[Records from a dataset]
--- begin ---
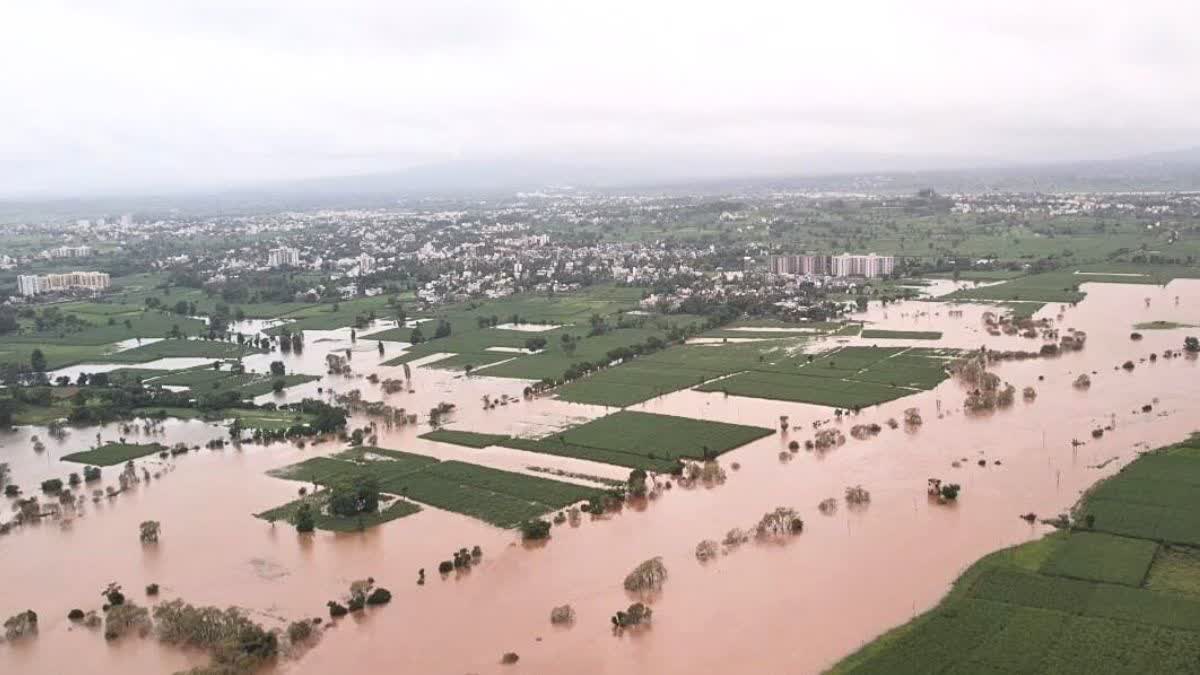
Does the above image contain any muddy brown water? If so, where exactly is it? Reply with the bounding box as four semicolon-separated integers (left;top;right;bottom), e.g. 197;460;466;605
0;281;1200;674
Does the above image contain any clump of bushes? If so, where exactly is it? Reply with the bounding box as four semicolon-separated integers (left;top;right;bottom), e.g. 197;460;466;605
550;604;575;626
612;603;654;629
624;557;667;593
4;609;37;640
754;507;804;539
104;602;152;640
154;599;278;673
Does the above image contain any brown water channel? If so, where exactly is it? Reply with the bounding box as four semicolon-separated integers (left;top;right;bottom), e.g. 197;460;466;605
0;281;1200;674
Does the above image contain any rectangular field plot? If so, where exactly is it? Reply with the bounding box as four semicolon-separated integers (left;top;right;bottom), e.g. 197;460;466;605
259;447;604;531
697;347;947;410
418;429;509;448
859;328;942;340
62;443;167;466
832;437;1200;675
503;411;774;472
1042;532;1158;586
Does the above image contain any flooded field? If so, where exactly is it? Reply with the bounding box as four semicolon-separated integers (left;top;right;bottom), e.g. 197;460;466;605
0;280;1200;675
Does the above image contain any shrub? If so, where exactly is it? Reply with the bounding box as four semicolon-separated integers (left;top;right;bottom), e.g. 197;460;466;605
550;604;575;626
104;603;151;640
4;609;37;640
296;502;317;533
625;557;667;593
367;589;391;605
521;518;550;539
696;539;719;562
612;603;653;628
138;520;162;544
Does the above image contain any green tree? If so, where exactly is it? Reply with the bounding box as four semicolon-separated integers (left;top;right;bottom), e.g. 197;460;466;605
29;350;46;372
296;502;317;532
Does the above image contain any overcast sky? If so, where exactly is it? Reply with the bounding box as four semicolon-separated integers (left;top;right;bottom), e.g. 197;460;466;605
0;0;1200;196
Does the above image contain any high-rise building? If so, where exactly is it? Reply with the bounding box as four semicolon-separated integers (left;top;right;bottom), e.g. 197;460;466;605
767;253;895;279
17;271;110;297
359;253;374;275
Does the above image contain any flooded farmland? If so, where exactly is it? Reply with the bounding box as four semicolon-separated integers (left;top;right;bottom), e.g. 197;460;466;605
0;280;1200;674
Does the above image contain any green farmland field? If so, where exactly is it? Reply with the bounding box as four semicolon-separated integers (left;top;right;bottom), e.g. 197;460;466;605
268;447;602;527
502;411;774;472
62;443;167;466
697;347;947;408
859;328;942;340
832;432;1200;674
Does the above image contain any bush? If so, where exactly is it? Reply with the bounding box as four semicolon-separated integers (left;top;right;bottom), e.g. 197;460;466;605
138;520;162;544
104;603;151;640
624;557;667;592
550;604;575;626
367;589;391;605
288;619;312;645
289;502;317;533
521;518;550;539
4;609;37;640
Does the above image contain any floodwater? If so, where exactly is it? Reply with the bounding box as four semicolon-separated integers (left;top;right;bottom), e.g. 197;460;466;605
0;280;1200;675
--- end ---
__EXERCISE AIM__. How many lines in the records contain the string "field"? Case counts, and the reply should be the number alone.

__FINISHED ANSWER__. 3